** Excerpted text **

Get the TWR mobile app

Mission

Categories

Ploughing Tough Spiritual Soil in Pakistan

29 May 2025

The leader of a Muslim community asked Sitara* if she would translate a children’s Bible into his language. This surprised Sitara.

“Imagine the Muslim leader,” she said, recalling the moment, which was not long after she met him.

Sitara works among a minority people group in Pakistan. To protect both her work and the people group, they will not be named. Nor will their language be referenced. After years of language learning and ministry, Sitara was passively kicked out of the country.

At that point, she asked God what was next. “I feel my calling to the people is not finished,” Sitara said.

With one contact in hand, Sitara travelled to another country with a large population of this people group to see if she could continue her work.

She visited that contact and her father during a vision trip, and it happened that the father was the leader of the community in this country.

“I greeted him in his language, and then I learned that I had lived for three years with his relatives and didn’t know it,” Sitara said. “From that point, I was family for him.”

He invited her over again once she moved to the country and during one of the visits, he asked about the children’s Bible. Sitara did not promise him anything but invited him to show her the book.

What he brought her was a children’s Bible published by Watchtower Press, the publisher for Jehovah’s Witnesses. Sitara did not want to quench the initiative – she wanted the Bible in the language of this group. But she did not want to translate this particular Bible.

“You deserve something more authentic,” she told him. With his permission, she began translating a set of Bible stories into the language of the people.

“So we followed their choice of story set and did that for two years,” Sitara said.

After that, she asked the translator about translating the whole Bible. He wanted to talk with the community leader before moving ahead. The pair asked the leader for permission, the leader withdrew his support of the project, but said the translator was allowed to continue if he wanted and that is how Bible translation began for this language in 2017.

God Calls Sitara

Sitara, who is originally from Europe, felt called to go to this people group after two dreams. The first was when she was 11 and not yet a believer. Sitara gave her life to Jesus at age 18. When she was 34, God gave her another dream. In the dream, she saw a computer screen and heard a voice say, “Go to the country I’ll show you.”

“I thought, when God speaks twice, He can speak three times so I will wait and I will pray and then we’ll see,” she said.

She saw a leaflet about this minority people group and joined a team working among the people group in Pakistan. After seven years of working in country, her visa was not renewed, and that’s when she moved and eventually began the Bible translation project.

Translating Bible Stories for Oral Cultures

“In our translation team, everyone is Muslim, but they are happy to translate the Bible,” Sitara said, adding that they work to get the meaning of the text accurate because it is a holy text, “and they see their own responsibility in that.”

Until recently, all her work has been done in partnership with Muslims because Islam is the religion of this people group. Joshua Project reports that 0% of the population are evangelical believers.

Sitara, on the other hand, said she knows of about 10 people who are secret believers. Right now, it is better for them to keep their faith private, she said.

“She walks a tightrope, maintains the relationship and gets Bible materials in non-print form into [the language of] this people group,” said Andrew Haas, adaptation coordinator for TWR MOTION.

[Recorded data]
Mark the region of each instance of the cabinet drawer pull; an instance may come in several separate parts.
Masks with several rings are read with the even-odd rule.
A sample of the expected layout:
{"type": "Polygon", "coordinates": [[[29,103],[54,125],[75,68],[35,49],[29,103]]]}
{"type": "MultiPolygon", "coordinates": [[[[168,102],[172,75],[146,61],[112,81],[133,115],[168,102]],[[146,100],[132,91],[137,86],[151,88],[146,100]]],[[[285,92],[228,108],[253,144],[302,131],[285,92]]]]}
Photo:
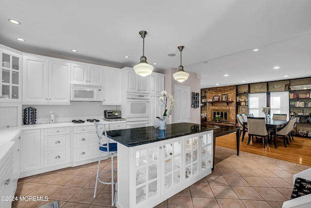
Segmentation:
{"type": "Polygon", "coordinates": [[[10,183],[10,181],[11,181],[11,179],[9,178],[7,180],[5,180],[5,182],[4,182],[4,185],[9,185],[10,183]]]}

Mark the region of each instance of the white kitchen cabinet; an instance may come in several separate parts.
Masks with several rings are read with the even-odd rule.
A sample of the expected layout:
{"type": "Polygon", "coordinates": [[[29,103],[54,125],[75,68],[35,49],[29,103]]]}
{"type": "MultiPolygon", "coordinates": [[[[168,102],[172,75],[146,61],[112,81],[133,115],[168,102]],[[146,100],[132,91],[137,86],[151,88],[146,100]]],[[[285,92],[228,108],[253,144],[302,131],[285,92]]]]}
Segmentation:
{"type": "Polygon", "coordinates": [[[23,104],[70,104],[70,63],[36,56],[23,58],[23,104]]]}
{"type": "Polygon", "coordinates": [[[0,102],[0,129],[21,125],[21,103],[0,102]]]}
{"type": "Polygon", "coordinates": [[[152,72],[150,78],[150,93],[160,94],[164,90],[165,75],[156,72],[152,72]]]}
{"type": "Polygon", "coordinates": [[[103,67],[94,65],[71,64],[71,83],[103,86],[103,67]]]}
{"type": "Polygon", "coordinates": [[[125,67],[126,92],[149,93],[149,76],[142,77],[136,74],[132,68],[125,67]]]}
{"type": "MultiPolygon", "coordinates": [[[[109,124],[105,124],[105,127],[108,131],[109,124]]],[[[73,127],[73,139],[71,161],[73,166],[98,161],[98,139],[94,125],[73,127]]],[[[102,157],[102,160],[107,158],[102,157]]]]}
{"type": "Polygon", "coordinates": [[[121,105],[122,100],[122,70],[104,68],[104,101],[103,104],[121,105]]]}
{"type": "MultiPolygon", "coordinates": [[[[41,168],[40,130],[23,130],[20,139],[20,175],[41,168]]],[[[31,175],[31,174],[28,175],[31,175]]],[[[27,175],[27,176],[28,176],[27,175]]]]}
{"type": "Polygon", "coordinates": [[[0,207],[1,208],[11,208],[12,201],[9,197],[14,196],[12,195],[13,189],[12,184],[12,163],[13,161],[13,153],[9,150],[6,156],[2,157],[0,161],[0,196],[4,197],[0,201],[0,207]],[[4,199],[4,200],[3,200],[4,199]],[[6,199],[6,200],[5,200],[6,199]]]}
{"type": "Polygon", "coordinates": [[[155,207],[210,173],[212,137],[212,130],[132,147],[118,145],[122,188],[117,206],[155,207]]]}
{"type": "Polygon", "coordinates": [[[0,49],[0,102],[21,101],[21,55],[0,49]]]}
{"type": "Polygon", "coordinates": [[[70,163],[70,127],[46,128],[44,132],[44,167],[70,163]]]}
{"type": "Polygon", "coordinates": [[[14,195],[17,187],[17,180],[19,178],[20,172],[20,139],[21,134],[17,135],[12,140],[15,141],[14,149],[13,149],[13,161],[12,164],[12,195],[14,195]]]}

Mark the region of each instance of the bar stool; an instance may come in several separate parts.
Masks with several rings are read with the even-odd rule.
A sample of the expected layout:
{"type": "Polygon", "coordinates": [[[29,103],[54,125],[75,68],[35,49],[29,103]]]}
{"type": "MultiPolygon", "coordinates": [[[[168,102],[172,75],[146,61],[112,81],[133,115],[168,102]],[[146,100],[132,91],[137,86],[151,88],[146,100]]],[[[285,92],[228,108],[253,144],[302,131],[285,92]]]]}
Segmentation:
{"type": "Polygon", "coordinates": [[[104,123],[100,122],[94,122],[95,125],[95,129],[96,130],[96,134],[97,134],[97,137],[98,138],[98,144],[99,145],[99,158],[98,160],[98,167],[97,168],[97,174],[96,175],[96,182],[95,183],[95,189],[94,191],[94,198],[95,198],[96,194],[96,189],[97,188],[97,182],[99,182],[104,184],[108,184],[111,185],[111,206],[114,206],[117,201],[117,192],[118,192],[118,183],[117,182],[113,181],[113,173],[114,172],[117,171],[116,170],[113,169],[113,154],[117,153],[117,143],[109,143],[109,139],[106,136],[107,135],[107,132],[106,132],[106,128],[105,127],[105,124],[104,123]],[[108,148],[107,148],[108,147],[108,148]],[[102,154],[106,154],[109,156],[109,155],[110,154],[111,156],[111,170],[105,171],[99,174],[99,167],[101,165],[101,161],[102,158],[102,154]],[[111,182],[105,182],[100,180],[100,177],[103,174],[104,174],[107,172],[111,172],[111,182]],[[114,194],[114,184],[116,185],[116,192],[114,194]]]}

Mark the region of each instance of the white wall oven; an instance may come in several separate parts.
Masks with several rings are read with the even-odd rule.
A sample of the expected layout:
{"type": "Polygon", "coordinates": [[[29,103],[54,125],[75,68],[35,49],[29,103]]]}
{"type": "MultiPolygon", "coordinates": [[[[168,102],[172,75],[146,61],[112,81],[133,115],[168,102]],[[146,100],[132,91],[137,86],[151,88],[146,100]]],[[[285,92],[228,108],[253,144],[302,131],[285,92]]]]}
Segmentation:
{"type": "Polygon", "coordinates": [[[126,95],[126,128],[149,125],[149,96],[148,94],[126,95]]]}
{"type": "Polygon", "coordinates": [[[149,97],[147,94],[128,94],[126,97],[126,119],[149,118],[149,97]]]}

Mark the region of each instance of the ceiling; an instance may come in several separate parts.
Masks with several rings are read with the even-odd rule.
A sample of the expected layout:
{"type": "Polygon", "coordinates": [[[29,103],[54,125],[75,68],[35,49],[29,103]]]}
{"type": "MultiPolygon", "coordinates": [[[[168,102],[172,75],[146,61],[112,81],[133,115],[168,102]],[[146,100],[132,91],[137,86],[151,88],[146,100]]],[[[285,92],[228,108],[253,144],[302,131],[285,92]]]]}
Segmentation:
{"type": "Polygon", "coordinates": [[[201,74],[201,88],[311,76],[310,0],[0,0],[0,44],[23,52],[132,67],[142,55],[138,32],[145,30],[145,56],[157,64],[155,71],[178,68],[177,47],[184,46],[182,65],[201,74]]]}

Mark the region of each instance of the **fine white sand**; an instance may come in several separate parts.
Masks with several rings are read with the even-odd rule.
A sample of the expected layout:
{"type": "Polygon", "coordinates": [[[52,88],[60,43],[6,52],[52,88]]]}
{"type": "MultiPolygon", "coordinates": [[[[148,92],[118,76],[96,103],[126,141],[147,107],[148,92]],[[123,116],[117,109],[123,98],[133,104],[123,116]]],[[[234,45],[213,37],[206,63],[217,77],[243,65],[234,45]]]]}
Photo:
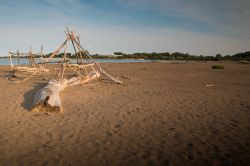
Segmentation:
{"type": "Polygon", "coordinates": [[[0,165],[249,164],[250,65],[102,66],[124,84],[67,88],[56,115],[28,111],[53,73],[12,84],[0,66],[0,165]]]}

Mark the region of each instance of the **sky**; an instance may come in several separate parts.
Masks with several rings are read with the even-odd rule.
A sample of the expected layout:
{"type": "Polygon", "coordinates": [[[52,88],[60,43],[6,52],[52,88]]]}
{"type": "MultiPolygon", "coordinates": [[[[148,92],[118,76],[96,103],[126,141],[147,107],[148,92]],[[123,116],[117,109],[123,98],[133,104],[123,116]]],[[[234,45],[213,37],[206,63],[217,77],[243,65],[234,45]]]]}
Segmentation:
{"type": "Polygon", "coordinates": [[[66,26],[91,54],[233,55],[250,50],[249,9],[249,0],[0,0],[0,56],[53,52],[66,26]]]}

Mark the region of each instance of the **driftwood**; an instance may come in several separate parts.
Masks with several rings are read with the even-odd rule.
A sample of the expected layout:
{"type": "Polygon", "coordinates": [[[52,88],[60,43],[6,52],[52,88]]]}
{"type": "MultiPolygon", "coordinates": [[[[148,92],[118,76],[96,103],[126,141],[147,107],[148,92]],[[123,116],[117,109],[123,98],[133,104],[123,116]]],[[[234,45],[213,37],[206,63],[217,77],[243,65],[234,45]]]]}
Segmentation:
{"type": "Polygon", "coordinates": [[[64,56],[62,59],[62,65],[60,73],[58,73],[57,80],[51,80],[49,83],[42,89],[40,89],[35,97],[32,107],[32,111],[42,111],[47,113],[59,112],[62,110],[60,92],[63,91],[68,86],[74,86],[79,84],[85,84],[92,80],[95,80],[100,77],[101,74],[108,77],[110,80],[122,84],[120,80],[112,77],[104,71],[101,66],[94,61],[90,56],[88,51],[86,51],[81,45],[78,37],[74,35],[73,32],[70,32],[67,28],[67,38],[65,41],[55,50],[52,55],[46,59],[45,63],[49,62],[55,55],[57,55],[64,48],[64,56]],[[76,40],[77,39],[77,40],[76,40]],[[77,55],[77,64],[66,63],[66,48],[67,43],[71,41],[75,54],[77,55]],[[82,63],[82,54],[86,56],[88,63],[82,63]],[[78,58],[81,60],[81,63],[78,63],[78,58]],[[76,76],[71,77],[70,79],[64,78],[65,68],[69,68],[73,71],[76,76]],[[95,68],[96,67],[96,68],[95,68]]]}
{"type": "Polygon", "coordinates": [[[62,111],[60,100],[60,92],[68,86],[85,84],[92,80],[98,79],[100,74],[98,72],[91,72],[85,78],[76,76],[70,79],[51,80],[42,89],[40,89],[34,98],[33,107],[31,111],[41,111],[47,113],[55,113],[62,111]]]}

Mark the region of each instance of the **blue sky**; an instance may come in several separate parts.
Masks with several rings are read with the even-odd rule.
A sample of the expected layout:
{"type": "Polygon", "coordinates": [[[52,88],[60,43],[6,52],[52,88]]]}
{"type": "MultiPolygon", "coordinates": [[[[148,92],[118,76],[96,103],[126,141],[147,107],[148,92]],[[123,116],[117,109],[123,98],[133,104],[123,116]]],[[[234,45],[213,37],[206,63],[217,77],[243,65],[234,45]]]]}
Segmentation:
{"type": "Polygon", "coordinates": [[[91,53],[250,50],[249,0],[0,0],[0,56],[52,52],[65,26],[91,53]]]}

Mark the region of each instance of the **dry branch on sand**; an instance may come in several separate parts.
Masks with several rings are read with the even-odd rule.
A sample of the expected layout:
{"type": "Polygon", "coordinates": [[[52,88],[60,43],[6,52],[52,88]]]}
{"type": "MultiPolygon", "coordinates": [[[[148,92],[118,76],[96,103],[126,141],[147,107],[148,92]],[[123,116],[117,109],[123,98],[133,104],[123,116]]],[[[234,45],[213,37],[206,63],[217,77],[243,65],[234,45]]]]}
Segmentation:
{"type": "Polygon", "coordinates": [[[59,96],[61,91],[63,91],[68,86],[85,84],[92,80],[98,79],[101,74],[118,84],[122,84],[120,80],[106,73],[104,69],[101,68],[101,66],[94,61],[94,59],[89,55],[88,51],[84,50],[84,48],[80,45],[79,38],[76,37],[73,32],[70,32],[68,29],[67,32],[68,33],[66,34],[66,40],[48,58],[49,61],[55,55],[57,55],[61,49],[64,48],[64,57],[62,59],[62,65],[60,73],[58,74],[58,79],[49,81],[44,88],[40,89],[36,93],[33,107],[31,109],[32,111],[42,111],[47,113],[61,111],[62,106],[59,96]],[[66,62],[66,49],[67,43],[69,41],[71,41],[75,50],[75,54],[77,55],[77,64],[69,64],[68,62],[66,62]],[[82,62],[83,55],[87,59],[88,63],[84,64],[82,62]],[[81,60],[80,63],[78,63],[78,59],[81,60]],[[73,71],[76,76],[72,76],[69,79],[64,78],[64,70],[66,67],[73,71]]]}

* * *

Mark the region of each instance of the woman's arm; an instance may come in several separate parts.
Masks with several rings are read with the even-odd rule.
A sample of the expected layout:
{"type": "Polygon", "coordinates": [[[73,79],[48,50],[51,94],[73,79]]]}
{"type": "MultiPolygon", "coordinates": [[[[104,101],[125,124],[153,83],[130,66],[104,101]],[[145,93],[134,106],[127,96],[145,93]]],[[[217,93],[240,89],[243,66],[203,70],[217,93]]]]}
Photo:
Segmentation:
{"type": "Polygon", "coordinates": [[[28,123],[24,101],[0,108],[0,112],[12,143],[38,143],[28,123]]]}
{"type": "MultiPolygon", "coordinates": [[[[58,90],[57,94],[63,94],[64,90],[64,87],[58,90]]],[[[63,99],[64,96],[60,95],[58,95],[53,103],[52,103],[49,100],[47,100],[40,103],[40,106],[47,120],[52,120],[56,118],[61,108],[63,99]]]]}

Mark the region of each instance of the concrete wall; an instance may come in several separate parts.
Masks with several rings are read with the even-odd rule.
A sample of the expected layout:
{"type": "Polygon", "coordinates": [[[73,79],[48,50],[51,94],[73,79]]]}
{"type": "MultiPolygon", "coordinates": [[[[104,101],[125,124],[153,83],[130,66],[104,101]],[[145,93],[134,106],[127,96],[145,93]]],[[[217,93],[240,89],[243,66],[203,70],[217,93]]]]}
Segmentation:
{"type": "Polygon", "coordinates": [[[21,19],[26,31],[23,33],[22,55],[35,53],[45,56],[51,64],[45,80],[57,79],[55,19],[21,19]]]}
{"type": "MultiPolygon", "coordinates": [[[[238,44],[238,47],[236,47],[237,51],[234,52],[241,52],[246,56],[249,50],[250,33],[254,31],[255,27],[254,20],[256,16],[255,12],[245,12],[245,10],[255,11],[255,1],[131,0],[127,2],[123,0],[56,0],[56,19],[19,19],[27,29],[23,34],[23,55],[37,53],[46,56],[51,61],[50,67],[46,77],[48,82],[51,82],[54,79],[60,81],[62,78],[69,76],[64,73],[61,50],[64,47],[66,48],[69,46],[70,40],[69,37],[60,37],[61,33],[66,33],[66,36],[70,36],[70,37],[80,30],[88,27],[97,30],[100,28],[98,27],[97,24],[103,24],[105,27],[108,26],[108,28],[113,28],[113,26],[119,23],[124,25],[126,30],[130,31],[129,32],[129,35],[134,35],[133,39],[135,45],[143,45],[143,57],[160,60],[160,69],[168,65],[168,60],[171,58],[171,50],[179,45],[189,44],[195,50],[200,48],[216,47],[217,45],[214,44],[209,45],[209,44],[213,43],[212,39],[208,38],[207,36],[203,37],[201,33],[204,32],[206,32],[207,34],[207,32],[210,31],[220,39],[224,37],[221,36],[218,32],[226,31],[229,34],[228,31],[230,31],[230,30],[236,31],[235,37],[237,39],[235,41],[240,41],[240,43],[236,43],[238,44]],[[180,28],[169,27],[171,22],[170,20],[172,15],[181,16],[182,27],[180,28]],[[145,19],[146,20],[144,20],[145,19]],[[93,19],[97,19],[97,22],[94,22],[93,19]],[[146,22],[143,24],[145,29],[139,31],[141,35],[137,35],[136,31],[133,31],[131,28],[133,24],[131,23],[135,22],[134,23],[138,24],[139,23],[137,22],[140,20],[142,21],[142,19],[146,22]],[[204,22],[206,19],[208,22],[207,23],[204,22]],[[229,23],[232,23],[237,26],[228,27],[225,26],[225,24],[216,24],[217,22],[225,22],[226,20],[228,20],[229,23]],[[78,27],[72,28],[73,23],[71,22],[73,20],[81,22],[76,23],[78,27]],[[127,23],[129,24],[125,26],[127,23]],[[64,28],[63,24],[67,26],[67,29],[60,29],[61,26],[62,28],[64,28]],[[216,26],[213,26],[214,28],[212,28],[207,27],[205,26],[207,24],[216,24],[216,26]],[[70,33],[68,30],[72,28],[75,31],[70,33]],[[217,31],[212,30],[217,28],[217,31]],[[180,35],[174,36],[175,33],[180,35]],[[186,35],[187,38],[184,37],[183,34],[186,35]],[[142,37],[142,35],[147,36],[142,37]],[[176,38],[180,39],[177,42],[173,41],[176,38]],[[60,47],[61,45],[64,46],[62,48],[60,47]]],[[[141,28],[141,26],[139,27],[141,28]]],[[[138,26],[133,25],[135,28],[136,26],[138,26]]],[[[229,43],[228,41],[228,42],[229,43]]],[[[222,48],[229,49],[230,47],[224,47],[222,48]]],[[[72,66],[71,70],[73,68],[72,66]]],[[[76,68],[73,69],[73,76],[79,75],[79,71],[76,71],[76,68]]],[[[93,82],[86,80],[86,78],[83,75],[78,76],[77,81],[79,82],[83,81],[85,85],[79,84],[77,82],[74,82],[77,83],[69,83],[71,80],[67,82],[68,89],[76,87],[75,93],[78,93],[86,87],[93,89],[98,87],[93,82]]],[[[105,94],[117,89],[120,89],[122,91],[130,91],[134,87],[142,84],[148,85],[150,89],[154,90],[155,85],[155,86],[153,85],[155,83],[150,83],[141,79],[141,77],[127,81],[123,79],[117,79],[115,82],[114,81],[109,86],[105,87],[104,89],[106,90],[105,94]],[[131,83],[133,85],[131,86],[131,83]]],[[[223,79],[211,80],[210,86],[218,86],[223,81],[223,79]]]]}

** To do **
1 – In the article on Bible translation in Pakistan, condense the paragraph beginning "Sitara, who is originally from Europe" into a short bulleted list that keeps its main facts.
2 – Reproduce the passage of the article on Bible translation in Pakistan between "What he brought" and "language in 2017.", inclusive.
3 – Pick up the article on Sitara's Bible translation work in Pakistan after its final sentence and continue writing it.

** Results by task **
1 –
- Sitara, originally from Europe, felt called to this people group after two dreams.
- The first dream came when she was 11 and not yet a believer.
- She gave her life to Jesus at age 18.
- At 34 she had a second dream, in which she saw a computer screen and heard a voice say, "Go to the country I'll show you."

2 –
What he brought her was a children’s Bible published by Watchtower Press, the publisher for Jehovah’s Witnesses. Sitara did not want to quench the initiative – she wanted the Bible in the language of this group. But she did not want to translate this particular Bible.

“You deserve something more authentic,” she told him. With his permission, she began translating a set of Bible stories into the language of the people.

“So we followed their choice of story set and did that for two years,” Sitara said.

After that, she asked the translator about translating the whole Bible. He wanted to talk with the community leader before moving ahead. The pair asked the leader for permission, the leader withdrew his support of the project, but said the translator was allowed to continue if he wanted and that is how Bible translation began for this language in 2017.

3 –
MOTION is a ministry of TWR that creates animated Bible story videos for people groups with limited access to biblical content. The team believes that people of all cultures deserve to hear about Jesus in a way they understand. That’s why the team partners with church planters and local believers to ensure the videos will speak to the people and culture, sharing the truth of the Gospel.

Haas worked with Sitara to adapt MOTION‘s animated Bible story series, Share the Story, into the language of this people group. Haas calls workers like Sitara the heroes of the final frontier of missions.

“God’s Word doesn’t return void,” Haas said, “and this is going to be an incredible tipping point for the culture to have the truth of Jesus available in a way they can repeat, they can mediate on, they can share with their friends.”

Like many cultures in the world, this people group is an oral culture. That does not mean the people are not literate. It means they pass down their culture through spoken word.

“[This people group] responds so much better to audio,” Sitara said. “Audio really sticks to their hearts, whereas written they would perceive it more as work than as personal.”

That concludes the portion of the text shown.